PROBLEM STATEMENT: Exactly reproduce each record listed below.

= Beginning of Section =

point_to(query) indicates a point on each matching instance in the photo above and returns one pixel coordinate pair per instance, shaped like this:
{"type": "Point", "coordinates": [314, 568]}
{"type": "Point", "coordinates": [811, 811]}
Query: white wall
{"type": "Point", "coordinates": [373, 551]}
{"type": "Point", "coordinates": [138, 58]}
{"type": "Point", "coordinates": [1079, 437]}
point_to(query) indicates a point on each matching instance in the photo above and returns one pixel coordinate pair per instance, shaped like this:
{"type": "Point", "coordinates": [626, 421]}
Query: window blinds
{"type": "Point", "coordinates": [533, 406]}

= End of Section =

ANSWER FOR THIS EXERCISE:
point_to(query) indicates a point on each matching instance in the photo above and returns one pixel coordinate pair per instance, shaped like this:
{"type": "Point", "coordinates": [314, 568]}
{"type": "Point", "coordinates": [811, 811]}
Query: white wall
{"type": "Point", "coordinates": [373, 551]}
{"type": "Point", "coordinates": [138, 58]}
{"type": "Point", "coordinates": [1079, 437]}
point_to(query) indicates a point on each matching instance in the photo above and returns one pixel coordinate pair per instance, shaped like this:
{"type": "Point", "coordinates": [626, 421]}
Query: window blinds
{"type": "Point", "coordinates": [533, 406]}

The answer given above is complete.